[Document section — start]
Technology Design or Evolution?
The two processes for building complex systems are fundamentally different.
By Steve Jurvetson
Many of the most interesting problems in computer science, nano-technology, and synthetic biology require the construction of complex systems. But how would we build a really complex system -- such as a general artificial intelligence (AI) that exceeded human intelligence?
Some technologists advocate design; others prefer evolutionary search algorithms. Still others would conflate the two, hoping to incorporate the best of both while avoiding their limitations. But while both processes are powerful, they are very different and not easily combined. Rather, they present divergent paths.
Designed systems offer predictability, efficiency, and control. Their subsystems are easily understood, which allows their reuse in different contexts. But designed systems also tend to break easily, and they have conquered only simple problems so far. Compare, for example, Microsoft code and biological code: Word is larger than the human genome.
By contrast, evolved systems demonstrate that simple, iterative algorithms, distributed over time and space, can accumulate design and create complexity that is robust, resilient, and well adapted to its environment. In fact, biological evolution provides the only "existence proof" that an algorithm can produce complexity transcending that of its antecedents. Biological evolution is so inspiring that engineers have mimicked its operations in areas such as genetic programming, artificial life, and the iterative training of neural networks.
But evolved systems have their disadvantages. For one, they suffer from "subsystem inscrutability." That is, when we direct the evolution of a system, we may know how the evolutionary process works, but we will not necessarily understand how the resulting system works internally. For example, when the computer scientist Danny Hillis evolved a simple sort algorithm, the process produced inscrutable and mysterious code that did a good job at sorting numbers. But had he taken the time to reverse-engineer his system, the effort would not have provided much generalized insight into evolved artifacts.
Why is this? Stephen Wolfram's theory of computational equivalence suggests that simple, formulaic shortcuts for understanding evolution may never be discovered. We can only run the iterative algorithm forward to see the results, and the various computational steps cannot be skipped.
Thus, if we evolve a complex system, it is a black box defined by its interfaces. We cannot easily apply our design intuition to the improvement of its inner workings. We can't even partition its subsystems without a serious effort at reverse-engineering. And until we can understand the interfaces between partitions, we can't hope to transfer a subsystem from one evolved complex system to another.
A grand engineering challenge therefore remains: can we integrate the evolutionary and design paths to exploit the best of both? Can we transcend human intelligence with an evolutionary algorithm yet maintain an element of control?
The answer is not yet clear. If we artificially evolve a smart AI, it will be an alien intelligence defined by its sensory interfaces, and understanding its inner workings may require as much effort as we are now expending to explain the human brain.
Humans are not the end point of evolution. We are inserting ourselves into the evolutionary process. The next step in the evolutionary hierarchy of abstractions will accelerate the evolution of evolvability itself.
Steve Jurvetson is managing director of the venture capital from Draper Fisher Jurvetson.
[Document section — finish]
(How to complete this task): Return the portion of the essay on design and evolution between "A grand engineering" and "element of control?", inclusive. The data come from a separate source and are unrelated to the essay.
[Supplied data — start]
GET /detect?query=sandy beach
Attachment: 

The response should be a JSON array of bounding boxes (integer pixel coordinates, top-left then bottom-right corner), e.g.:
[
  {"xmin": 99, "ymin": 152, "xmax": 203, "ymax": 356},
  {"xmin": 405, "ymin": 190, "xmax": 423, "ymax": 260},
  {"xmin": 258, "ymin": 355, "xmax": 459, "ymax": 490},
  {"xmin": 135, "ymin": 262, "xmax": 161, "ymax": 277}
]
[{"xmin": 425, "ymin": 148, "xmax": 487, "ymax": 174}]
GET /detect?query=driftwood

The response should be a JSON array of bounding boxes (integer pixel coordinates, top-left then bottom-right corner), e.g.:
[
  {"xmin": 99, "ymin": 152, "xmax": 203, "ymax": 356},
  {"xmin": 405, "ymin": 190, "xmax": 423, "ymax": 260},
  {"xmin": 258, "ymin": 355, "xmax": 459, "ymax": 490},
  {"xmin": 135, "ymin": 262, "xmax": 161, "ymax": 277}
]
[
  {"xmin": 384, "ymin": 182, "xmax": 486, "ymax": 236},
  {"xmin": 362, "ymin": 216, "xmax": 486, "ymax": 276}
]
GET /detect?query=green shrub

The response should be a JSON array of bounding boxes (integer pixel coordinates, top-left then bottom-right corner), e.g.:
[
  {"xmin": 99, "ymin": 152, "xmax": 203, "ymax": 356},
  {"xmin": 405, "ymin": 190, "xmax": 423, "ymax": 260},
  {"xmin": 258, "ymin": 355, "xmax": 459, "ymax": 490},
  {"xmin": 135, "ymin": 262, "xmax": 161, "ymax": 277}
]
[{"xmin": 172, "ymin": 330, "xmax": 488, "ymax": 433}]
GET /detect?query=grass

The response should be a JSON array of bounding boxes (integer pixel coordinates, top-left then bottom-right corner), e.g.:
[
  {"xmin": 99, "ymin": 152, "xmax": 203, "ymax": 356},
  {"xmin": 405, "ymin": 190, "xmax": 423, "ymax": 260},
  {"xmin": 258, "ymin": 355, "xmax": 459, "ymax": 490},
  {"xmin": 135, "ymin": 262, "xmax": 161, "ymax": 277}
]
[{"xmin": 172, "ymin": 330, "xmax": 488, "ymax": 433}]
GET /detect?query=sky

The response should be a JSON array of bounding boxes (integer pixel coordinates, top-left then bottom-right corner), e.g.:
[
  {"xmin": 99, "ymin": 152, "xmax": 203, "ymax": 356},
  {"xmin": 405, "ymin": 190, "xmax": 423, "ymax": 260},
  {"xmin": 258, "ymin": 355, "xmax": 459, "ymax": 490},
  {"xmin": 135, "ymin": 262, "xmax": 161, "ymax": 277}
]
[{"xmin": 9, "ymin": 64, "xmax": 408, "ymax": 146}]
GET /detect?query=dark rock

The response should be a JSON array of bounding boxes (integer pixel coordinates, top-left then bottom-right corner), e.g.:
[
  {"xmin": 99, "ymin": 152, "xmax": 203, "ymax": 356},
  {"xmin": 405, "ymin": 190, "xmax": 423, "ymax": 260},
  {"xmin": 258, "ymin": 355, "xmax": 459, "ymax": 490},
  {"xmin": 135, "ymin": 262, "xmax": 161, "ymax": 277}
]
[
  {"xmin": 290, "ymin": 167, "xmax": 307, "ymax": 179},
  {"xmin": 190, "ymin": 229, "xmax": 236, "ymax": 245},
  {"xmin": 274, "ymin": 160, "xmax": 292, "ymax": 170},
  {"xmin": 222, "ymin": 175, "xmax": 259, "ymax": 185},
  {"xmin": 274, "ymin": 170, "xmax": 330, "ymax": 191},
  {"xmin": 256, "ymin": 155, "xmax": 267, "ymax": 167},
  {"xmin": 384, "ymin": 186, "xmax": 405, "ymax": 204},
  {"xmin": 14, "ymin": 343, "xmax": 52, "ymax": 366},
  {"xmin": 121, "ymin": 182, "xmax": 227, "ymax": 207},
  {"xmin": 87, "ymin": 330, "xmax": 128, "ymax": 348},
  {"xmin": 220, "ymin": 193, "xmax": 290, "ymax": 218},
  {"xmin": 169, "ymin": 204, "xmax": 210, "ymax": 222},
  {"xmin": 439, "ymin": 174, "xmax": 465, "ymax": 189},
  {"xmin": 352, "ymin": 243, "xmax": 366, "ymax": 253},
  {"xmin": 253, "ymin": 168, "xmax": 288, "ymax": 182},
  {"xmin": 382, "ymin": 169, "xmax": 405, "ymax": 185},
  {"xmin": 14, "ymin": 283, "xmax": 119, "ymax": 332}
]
[Supplied data — finish]
(Answer box):
A grand engineering challenge therefore remains: can we integrate the evolutionary and design paths to exploit the best of both? Can we transcend human intelligence with an evolutionary algorithm yet maintain an element of control?